» **Supplied records**
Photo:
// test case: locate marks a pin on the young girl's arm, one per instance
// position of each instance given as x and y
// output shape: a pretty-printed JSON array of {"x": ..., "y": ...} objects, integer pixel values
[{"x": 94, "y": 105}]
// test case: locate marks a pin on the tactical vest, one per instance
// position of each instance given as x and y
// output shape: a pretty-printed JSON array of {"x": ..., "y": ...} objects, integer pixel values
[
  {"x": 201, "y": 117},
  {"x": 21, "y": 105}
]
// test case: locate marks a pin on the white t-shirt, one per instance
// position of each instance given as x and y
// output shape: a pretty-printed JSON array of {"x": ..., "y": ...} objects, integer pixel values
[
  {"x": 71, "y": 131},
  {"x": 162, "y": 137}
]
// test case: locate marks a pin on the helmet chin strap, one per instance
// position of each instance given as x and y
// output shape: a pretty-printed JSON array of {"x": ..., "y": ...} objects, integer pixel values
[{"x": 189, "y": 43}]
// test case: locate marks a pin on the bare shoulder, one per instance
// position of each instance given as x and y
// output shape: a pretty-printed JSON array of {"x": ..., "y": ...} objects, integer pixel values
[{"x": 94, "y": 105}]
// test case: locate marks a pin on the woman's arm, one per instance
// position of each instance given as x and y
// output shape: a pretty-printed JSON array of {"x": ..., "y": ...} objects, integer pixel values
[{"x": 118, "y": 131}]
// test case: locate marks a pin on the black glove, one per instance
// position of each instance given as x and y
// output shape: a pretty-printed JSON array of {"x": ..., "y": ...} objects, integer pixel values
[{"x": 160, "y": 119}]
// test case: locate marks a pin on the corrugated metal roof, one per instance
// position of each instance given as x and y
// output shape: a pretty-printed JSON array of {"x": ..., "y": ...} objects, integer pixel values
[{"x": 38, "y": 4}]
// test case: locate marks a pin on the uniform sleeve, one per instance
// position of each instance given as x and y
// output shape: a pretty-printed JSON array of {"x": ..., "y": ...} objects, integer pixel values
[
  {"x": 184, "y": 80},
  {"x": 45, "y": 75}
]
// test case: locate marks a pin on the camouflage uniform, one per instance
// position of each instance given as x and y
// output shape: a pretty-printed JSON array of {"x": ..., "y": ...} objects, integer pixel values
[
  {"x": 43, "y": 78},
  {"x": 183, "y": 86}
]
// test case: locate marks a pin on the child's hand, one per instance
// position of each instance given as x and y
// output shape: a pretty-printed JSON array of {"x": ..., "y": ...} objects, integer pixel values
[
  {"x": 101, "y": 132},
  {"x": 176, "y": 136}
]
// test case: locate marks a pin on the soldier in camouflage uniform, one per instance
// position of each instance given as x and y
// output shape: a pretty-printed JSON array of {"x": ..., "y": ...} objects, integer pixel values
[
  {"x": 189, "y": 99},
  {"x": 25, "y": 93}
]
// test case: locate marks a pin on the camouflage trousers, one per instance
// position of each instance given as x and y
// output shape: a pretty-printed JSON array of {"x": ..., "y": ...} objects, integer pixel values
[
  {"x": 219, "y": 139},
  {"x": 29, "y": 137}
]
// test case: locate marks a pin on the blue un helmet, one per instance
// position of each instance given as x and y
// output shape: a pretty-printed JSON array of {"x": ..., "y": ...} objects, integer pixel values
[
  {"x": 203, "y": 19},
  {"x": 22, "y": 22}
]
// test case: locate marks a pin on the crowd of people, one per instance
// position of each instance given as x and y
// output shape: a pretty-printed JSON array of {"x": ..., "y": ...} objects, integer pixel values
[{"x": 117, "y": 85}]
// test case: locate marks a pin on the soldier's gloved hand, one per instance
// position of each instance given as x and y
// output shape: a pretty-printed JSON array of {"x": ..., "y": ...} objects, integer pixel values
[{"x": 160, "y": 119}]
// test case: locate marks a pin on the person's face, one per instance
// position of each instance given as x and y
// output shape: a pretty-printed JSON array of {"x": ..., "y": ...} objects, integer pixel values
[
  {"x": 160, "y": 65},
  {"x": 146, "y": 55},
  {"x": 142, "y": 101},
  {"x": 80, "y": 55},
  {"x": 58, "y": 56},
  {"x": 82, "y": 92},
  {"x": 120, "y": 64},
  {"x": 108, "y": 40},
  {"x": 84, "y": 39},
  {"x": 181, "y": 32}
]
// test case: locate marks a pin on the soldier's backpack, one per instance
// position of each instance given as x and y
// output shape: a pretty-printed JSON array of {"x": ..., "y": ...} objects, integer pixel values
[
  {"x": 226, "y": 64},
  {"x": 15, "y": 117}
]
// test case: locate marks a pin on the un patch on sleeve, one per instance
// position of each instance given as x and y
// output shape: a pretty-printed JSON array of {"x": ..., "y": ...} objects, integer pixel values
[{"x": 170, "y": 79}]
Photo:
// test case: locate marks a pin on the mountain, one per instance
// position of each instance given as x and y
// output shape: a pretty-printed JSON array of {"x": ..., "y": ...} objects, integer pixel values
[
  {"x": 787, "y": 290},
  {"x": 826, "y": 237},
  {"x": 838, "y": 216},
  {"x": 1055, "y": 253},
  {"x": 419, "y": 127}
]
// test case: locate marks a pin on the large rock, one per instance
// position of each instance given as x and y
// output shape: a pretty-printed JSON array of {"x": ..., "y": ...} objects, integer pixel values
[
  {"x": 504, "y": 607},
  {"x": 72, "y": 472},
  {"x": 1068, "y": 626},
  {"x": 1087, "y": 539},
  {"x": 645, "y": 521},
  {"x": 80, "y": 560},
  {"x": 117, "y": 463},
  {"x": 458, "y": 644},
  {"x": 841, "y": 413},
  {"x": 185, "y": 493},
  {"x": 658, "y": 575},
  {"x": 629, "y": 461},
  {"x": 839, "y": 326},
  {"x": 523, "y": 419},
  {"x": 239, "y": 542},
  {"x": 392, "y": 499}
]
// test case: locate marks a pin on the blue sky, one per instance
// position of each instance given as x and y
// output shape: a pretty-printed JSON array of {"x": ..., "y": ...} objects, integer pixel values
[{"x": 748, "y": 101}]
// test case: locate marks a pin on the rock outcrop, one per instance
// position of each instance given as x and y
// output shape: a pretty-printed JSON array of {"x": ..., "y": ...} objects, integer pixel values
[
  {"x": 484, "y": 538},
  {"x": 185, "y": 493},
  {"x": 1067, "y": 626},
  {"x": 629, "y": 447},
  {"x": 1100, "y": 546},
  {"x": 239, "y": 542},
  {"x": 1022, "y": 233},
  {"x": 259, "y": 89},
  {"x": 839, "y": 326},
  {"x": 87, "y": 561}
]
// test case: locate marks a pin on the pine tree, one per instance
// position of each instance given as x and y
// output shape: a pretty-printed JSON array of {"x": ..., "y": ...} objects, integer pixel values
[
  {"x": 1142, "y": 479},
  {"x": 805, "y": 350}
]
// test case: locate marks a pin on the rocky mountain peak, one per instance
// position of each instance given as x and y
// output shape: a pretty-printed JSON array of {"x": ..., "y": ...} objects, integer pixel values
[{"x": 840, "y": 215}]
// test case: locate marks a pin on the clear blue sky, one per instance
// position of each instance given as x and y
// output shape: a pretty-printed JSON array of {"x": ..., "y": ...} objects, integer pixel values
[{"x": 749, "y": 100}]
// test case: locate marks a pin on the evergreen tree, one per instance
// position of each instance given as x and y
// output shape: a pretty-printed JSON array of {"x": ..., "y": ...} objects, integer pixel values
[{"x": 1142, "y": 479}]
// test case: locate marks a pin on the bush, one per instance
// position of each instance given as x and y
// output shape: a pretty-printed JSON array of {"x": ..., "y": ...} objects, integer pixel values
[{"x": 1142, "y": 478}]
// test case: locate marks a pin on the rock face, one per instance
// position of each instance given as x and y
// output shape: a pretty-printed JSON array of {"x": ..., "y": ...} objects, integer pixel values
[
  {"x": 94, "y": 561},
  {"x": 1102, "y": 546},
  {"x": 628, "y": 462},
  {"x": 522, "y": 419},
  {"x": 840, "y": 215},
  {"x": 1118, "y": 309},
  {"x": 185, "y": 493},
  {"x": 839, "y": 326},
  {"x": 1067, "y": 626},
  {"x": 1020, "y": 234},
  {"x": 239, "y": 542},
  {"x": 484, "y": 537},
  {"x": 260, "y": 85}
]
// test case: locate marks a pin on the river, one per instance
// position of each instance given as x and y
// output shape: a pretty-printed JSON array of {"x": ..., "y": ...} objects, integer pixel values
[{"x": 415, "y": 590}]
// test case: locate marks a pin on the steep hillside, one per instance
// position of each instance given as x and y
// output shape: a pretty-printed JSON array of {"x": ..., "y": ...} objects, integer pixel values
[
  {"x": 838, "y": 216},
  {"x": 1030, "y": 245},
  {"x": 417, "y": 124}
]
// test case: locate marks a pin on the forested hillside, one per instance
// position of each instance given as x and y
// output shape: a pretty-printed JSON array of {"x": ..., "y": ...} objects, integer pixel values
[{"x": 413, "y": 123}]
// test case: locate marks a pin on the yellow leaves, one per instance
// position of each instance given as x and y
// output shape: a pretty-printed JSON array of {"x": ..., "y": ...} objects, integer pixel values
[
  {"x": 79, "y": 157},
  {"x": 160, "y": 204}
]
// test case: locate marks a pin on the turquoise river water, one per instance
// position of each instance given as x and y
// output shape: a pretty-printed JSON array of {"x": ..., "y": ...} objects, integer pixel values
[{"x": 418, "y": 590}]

» **What the exercise asks**
The answer must consist of every line from the entries that holds the string "camouflage".

» **Your response**
// test case: locate marks a pin on the camouflage uniform, one per instance
// test case: locate marks a pin on the soldier in camouflage uniform, one per instance
// test case: locate marks a pin on the camouflage trousers, one per instance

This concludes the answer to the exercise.